**WORK REQUIRED**
Pick out each line of the records below that contains the string "person", treating uppercase and lowercase as different, and copy those lines.

**DATA LISTING**
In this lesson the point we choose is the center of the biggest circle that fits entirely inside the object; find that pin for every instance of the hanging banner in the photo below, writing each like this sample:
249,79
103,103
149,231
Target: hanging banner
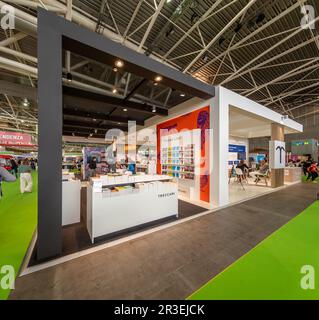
15,139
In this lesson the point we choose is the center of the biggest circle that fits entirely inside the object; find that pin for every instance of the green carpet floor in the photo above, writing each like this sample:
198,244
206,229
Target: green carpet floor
272,270
18,216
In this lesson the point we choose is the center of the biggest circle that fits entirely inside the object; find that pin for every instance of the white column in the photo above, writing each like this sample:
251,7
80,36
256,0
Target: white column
219,122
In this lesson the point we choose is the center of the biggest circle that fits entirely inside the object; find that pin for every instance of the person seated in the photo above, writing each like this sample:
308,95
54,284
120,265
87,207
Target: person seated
243,166
5,176
313,171
262,172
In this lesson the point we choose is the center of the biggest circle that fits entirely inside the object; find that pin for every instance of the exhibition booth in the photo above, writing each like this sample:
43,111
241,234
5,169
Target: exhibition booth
158,164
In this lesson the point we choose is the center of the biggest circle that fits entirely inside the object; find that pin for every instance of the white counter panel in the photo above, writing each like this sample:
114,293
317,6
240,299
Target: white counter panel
116,212
71,202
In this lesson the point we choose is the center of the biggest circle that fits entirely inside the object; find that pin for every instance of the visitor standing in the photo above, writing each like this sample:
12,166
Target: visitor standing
25,177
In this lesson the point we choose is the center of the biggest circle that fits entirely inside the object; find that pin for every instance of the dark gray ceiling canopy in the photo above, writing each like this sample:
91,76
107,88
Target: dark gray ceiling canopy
54,35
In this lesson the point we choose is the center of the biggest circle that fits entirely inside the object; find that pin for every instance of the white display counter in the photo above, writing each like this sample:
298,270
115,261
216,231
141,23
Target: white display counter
293,174
145,199
71,202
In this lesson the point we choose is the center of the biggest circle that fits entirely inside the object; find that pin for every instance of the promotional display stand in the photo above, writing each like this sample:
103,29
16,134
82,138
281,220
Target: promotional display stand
180,159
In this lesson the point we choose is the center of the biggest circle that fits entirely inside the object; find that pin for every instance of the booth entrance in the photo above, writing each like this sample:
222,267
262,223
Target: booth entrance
246,184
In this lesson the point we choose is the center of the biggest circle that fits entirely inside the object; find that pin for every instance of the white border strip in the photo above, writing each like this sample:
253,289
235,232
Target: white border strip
45,265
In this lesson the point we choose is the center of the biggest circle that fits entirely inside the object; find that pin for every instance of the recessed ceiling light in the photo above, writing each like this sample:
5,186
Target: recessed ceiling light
25,102
158,78
119,63
69,77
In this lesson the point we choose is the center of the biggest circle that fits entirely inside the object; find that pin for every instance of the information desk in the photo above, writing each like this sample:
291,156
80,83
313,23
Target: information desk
293,174
115,206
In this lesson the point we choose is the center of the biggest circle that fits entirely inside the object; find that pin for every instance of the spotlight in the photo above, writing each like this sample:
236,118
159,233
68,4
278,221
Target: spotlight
158,78
260,18
25,102
205,58
69,77
119,63
169,32
221,41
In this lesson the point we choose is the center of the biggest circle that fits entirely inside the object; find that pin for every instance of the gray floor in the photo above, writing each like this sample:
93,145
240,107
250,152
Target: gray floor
172,263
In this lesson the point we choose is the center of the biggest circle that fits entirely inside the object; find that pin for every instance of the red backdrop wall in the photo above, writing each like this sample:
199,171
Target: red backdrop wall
198,119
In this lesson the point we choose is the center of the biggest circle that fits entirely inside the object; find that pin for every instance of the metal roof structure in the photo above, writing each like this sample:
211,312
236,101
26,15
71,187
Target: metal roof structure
267,50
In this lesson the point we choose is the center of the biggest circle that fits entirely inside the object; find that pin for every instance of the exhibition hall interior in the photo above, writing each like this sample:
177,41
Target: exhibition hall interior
167,149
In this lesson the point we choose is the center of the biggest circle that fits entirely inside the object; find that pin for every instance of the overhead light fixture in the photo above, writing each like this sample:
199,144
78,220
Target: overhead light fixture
169,31
283,118
119,63
205,58
158,78
69,77
25,102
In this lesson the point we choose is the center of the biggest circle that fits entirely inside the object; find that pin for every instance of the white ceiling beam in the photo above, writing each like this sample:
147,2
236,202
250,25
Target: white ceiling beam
7,42
277,44
308,114
194,26
253,34
287,94
304,104
282,54
151,24
18,54
132,19
221,32
35,5
293,72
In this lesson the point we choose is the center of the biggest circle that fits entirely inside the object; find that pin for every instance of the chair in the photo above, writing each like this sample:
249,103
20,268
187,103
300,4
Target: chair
260,176
240,176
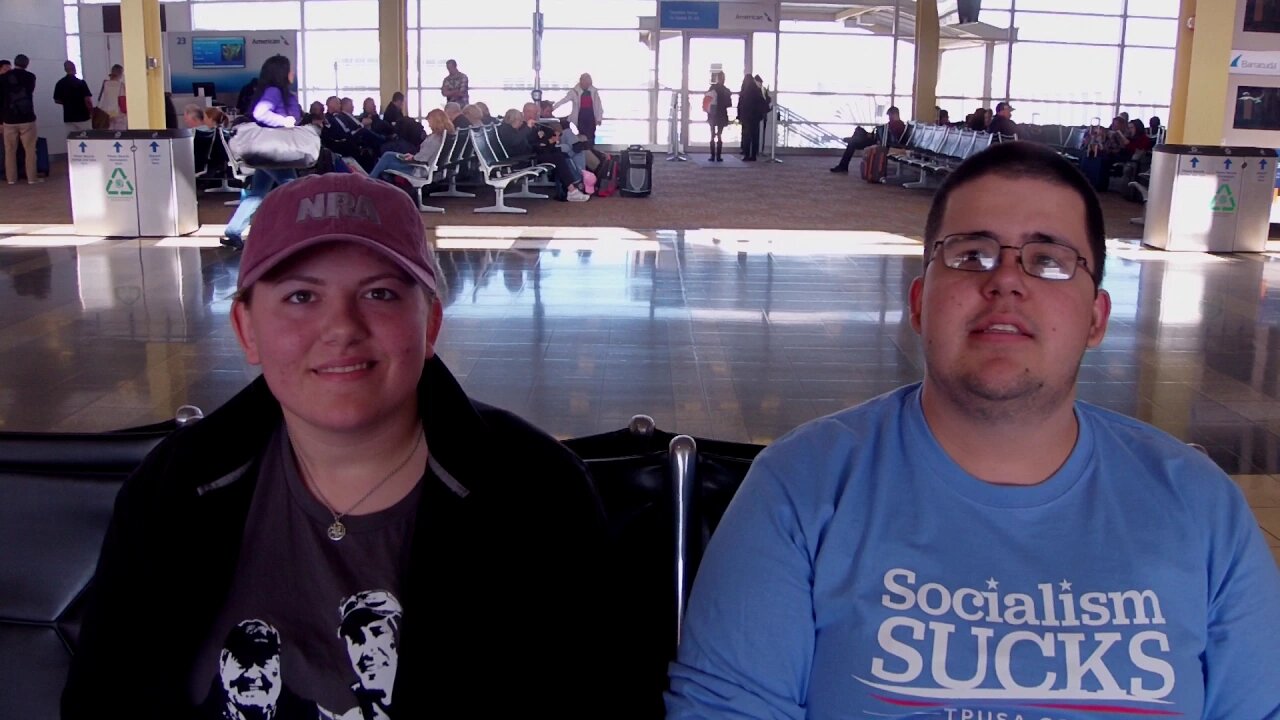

**SOLUTION FOR THIS TASK**
In this lesson the point we choose is the center of the biggest circle that fits entirely inside the object; find that pin for every instance of the person seated in the photo above, writing each like this sample:
Target: person seated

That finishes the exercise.